# PROBLEM DESCRIPTION
Every record below should be printed exactly as it appears.

── SUPPLIED INFORMATION ──

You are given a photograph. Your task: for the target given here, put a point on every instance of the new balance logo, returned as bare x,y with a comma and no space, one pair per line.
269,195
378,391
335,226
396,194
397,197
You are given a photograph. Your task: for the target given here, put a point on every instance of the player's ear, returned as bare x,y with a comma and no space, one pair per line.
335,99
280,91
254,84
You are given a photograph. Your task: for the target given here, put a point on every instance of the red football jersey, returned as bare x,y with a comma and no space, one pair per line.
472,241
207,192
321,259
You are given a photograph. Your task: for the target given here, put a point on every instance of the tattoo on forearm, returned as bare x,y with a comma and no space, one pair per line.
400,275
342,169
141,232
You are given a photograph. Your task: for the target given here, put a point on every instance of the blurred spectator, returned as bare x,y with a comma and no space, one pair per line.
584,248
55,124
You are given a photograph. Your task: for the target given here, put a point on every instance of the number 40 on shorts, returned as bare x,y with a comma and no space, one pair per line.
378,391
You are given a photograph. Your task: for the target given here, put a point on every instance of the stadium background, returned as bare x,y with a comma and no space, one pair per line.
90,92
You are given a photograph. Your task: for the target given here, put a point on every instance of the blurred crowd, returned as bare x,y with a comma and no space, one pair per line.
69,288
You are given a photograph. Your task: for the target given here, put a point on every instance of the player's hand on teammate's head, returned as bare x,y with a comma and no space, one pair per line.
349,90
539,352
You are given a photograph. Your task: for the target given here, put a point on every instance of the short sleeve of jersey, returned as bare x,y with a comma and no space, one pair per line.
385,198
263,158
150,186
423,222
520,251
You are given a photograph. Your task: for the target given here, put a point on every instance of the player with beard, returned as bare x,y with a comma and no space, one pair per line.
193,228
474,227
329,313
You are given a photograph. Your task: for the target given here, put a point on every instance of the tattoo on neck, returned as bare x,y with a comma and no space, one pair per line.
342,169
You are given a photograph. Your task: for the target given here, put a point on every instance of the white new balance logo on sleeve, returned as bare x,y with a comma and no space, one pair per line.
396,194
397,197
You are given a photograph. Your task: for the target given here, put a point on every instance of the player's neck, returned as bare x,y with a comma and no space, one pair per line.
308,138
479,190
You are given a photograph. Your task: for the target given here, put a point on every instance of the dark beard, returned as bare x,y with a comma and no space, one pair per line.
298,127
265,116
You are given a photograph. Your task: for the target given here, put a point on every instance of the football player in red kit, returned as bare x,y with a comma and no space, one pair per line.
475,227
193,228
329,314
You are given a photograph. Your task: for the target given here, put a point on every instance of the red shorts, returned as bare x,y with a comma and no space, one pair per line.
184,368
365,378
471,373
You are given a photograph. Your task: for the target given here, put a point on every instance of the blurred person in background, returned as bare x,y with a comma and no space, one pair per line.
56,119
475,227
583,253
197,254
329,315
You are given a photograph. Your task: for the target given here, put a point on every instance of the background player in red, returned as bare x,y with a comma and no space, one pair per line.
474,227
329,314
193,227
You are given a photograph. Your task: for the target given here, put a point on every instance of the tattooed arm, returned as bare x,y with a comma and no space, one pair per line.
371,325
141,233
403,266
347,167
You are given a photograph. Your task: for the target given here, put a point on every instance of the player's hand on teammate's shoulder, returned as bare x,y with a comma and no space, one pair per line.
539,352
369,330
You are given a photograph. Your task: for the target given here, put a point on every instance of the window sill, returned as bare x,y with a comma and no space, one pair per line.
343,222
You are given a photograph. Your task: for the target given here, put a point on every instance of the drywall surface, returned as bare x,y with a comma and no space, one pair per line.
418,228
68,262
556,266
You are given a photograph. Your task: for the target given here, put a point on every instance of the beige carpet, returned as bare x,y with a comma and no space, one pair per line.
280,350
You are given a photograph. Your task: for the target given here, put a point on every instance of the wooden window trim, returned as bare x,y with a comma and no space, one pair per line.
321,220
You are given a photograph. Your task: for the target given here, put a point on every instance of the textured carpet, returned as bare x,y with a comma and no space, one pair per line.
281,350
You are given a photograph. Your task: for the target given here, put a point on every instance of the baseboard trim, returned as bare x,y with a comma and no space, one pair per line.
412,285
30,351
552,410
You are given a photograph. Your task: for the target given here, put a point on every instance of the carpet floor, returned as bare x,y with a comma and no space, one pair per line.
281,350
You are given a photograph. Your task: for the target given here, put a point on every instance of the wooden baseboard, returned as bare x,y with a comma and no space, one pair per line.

───

# THE COMPLETED TASK
You are given a photograph. Your task: for the target given here, put a point on every instance of the new balance logo, returned as bare x,y with a comma and no space, one pair per line.
269,195
378,391
335,226
396,194
397,197
You are given a photograph. Your task: for the target given here, put a point on every instance of the player's ear, returned as bare x,y with a comma and no space, one pair per line.
335,99
280,91
254,84
You are given a photograph. Your task: for the target given here, put a point on every instance of the red football jersey, returned as bare x,y with a comma and no space, one pair per line.
472,241
207,192
321,259
You are given a photograph. Your task: for the target given here, put a point on every instance of the tattoo on forearm, returned as bare x,y with a comma and no space, one pair per line.
400,275
342,169
141,232
You are given a photograph. Your task: for the target given here, put a point on every instance of the blurred spectator, returned as bare x,y with a comma and no space, one pair per line.
584,248
55,124
You are given a photograph. Your task: for the target given here, put a point on every instance of the number 40 on shorts, returned as bare x,y with a comma and no space, one pair per line.
378,391
You are given a photograph. Your task: for the target given here, put a point on every instance of the stadium background, returned as bare x,y with a comma and no space, one pair per line.
90,92
You are given a photograph. Your task: for the target given here, put a point on every instance of the blurred crowd, returned as bare x,y with a comma and no space, one pair per line.
69,288
You are given a photograph. Your task: for the target given here, put a point on every instance of the player's hand on teammate's head, returned as bare x,y with a comma and no space, one pair per line.
349,90
539,352
You are given a photograph. Your task: for the target given here, put a point on every instance of the short sleeve of jersey, returned as bare x,y with a comma and no space, one pair per line.
385,198
263,158
150,186
423,222
520,251
You are given a photograph. Your task: for the target given here, put a point on every instance of the player with beard, returned as bare x,y with a comma and no space, one pair per line.
193,228
474,227
329,313
You are given a photograph. Your task: for the target given here, put a point on every instance of the tattoo on neck, returned as bare x,y with a comma and no space, one pair per line.
342,169
You are given a photograph. Your task: for the target given here, put a point on every instance of the white new balance logo on sleeve, returned as bare x,y with a comma and no space, one pair per line.
396,194
397,197
You are given a photograph. Your task: for the target given here, put a point on every instance of the player's neck, returned as bare x,y with a comma and no space, one pair per line.
308,138
479,190
You are given a photograph. Your task: for the target given here, put a point on every instance of the dark beard, returned as bare x,y with a comma and no space, one pair per line.
298,127
265,116
You are given a photograph. Your task: for the target given here, put a point on every instance of the football player in red kit, returned as bare x,y with a comma and no space, one pair per line.
475,227
193,228
329,314
You are given a photograph. Your task: for the target given here, put a point on every instance of the red shorts, returned as bare x,y with a comma and no space, one pair per line.
184,368
365,378
471,373
You are given a photograph. Your task: for the target given here, put a point on every instance of the blurred person in background, returned as bare x,y with a comma and no space, one pair per line.
56,119
475,227
583,253
197,254
329,315
You are given a photograph. Your task: for the target given here, put a point on every instance of the background player in red, returned as bare x,y with a comma and no space, one pair per line.
474,227
329,314
193,227
You are given a photograph. Your task: for the target given here, put a point on every instance of the tattooed arm, returned as bare x,y with a comma and no space, one pair per line.
371,325
141,233
403,266
347,167
You are given a photograph. Your task: for the target given here, put a point on every instance of the player's hand on teammate's shoulder, returned as bare x,y with a comma and no space, one pair per line.
539,352
369,330
You are given a photograph. Your task: for the target given here, put a point on every instance of the window sill, returned as bare x,y with a comma and no space, one pair per line.
343,222
You are given a photograph. Your task: for the target given here, put a point on every instance of the drywall surface, returned as bare x,y with a comma and no space, one pair per line.
418,228
68,262
556,266
You are given a photograph. Your task: for the target given here, put a point on every instance of the beige carpet, returned as bare x,y with a comma and no space, one pair per line.
280,350
You are given a photograph. Your task: for the target given here, put a point on every instance of the wooden window trim, returned as bare x,y with a comma and no space, one pair per line.
321,220
You are given a photograph. Your task: for the target given here, put a point on every instance of the textured carpet, returned as bare x,y with a comma and no space, one pair per line.
281,350
You are given a photograph. Your task: for the target given here, put a point on every instance of the baseboard trim, returned as bare x,y with a comma and no space, one pair per line.
412,285
30,351
552,410
You are given a photograph. Your task: for the target given here, put a point on every instance of the carpet floor, returned as bare x,y with a comma and no space, one pair per line.
281,350
You are given a photograph. Your task: for the target given here, put a point on every instance of the wooden baseboard, returned as bare x,y with a comma and no space, one pair per line.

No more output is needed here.